## Opdracht
Zet de regels van de rijen om in een Markdown-tabel met de kolommen Nummer en Regel, te beginnen bij de regel met "If you could tag each instance of the shirt" en door tot en met de laatste regel van de rijen. Laat lege regels weg.

## Het materiaal

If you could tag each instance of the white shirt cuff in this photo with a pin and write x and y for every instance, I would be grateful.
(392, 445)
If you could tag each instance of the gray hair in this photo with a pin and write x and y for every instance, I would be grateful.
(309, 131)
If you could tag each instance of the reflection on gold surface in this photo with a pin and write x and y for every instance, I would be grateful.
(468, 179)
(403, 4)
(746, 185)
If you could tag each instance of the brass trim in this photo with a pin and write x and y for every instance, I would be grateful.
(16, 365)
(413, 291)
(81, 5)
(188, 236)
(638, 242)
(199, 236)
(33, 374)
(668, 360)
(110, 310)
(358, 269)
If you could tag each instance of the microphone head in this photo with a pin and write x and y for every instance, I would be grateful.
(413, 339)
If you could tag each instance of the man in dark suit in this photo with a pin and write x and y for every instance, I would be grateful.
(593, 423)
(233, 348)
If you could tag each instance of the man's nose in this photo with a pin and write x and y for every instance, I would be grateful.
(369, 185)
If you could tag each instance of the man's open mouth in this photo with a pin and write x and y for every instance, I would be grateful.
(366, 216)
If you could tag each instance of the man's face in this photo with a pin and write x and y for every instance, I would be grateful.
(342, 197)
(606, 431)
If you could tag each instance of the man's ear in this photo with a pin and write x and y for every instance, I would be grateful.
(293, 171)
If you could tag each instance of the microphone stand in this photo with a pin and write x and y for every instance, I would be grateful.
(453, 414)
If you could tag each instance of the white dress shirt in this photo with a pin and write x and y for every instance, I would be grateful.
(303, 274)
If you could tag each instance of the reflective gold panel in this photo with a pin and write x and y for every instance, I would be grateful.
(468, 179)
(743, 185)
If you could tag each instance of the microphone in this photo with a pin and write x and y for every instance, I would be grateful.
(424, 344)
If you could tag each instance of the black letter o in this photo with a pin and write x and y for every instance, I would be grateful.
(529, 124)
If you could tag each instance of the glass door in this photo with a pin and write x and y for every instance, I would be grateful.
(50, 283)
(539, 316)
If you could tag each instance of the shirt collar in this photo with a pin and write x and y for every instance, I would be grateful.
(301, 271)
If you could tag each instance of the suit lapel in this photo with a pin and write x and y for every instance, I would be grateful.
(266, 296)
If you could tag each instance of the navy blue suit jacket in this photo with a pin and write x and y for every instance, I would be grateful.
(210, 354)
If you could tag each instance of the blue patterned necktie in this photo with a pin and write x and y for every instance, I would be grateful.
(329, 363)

## Oplossing
| Nummer | Regel |
|---|---|
| 1 | If you could tag each instance of the shirt collar in this photo with a pin and write x and y for every instance, I would be grateful. |
| 2 | (301, 271) |
| 3 | If you could tag each instance of the suit lapel in this photo with a pin and write x and y for every instance, I would be grateful. |
| 4 | (266, 296) |
| 5 | If you could tag each instance of the navy blue suit jacket in this photo with a pin and write x and y for every instance, I would be grateful. |
| 6 | (210, 354) |
| 7 | If you could tag each instance of the blue patterned necktie in this photo with a pin and write x and y for every instance, I would be grateful. |
| 8 | (329, 363) |